— Stated task —
In the records below, locate the line containing "hillside in the photo above.", then extract it and all following lines exactly, ending with the last line.

— Data records —
======

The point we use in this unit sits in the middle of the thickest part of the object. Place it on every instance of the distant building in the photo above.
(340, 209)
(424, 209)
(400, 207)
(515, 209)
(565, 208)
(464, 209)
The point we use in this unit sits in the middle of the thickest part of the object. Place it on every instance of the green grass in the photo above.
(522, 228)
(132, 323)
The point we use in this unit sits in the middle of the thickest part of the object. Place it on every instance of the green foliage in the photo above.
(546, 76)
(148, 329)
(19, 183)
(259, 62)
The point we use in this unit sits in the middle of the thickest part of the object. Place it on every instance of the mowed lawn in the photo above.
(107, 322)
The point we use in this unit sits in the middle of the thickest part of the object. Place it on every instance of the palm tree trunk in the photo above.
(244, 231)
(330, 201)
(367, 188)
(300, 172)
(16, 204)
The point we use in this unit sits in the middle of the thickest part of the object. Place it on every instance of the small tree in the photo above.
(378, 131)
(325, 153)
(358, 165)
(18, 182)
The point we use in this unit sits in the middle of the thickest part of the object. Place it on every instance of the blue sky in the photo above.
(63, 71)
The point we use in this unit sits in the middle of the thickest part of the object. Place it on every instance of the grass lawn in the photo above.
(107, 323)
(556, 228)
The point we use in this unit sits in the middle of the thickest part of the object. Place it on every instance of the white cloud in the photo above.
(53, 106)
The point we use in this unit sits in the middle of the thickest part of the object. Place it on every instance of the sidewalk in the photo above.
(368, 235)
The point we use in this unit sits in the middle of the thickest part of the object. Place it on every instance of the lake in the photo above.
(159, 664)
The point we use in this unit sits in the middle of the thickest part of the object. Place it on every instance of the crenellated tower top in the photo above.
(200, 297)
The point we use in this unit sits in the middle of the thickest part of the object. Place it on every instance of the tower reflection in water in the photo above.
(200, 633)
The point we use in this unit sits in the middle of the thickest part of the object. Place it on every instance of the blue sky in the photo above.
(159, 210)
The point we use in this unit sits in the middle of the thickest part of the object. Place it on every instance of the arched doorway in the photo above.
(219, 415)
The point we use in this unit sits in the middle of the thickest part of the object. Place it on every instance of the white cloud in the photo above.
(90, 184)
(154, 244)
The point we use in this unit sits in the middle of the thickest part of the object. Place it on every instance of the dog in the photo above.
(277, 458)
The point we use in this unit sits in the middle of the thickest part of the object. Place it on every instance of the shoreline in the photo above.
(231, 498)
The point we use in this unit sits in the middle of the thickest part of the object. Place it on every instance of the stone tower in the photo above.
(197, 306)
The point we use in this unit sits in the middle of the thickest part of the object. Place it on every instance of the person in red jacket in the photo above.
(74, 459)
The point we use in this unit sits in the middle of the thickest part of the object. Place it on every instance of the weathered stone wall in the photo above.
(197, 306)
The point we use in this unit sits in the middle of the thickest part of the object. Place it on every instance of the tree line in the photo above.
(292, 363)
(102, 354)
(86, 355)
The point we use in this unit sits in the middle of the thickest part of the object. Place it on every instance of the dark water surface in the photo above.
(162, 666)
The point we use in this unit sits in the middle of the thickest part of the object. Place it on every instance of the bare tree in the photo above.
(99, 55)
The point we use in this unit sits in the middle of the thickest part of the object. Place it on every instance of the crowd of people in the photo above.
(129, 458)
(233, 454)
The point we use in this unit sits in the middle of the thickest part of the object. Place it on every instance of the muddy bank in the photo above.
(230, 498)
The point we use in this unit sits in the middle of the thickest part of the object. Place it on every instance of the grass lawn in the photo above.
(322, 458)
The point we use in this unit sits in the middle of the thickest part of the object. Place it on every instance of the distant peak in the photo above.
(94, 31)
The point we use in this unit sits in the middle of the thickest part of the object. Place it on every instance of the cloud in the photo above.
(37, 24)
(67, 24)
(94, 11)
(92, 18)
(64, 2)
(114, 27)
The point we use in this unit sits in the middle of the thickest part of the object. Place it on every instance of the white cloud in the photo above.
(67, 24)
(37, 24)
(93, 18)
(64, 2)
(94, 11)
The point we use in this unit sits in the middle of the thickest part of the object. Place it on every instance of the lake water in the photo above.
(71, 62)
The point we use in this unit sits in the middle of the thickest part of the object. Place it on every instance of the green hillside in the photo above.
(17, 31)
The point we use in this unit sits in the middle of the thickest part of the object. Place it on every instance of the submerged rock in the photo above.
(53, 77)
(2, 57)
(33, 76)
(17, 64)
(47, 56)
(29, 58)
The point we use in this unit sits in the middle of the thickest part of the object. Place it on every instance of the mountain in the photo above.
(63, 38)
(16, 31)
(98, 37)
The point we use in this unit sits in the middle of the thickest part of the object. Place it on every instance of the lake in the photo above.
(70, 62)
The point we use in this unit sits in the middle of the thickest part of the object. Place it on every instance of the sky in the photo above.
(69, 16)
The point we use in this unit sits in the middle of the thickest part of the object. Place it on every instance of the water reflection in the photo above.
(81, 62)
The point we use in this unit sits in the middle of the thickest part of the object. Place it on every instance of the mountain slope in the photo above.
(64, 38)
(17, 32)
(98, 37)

======

— Task solution —
The point we use in this unit sits in the middle of the thickest part of the object. Place it on every instance of the green hillside in the photo above.
(17, 31)
The point we use in this unit sits in the middle of the thickest part of the object. Place it on every instance of the submerged rock in the photo above.
(53, 77)
(2, 57)
(33, 76)
(17, 64)
(47, 56)
(29, 58)
The point we use in this unit sits in the middle of the thickest part of the object. Place it on every instance of the mountain in the photo above.
(63, 38)
(16, 31)
(98, 37)
The point we use in this unit sits in the middle of the thickest part of the object. Place it on every instance of the lake in the photo above.
(70, 62)
The point we use in this unit sits in the middle of the thickest part of the object. Place it on every instance of the sky in the photo above.
(69, 16)
The point we use in this unit sits in the middle of the thickest part of the object. Place it on every instance of the water reflection in the photo above.
(81, 62)
The point we use in this unit sits in the middle of the thickest part of the object. Place it on every instance of the mountain slope in the photo above.
(64, 38)
(17, 32)
(98, 37)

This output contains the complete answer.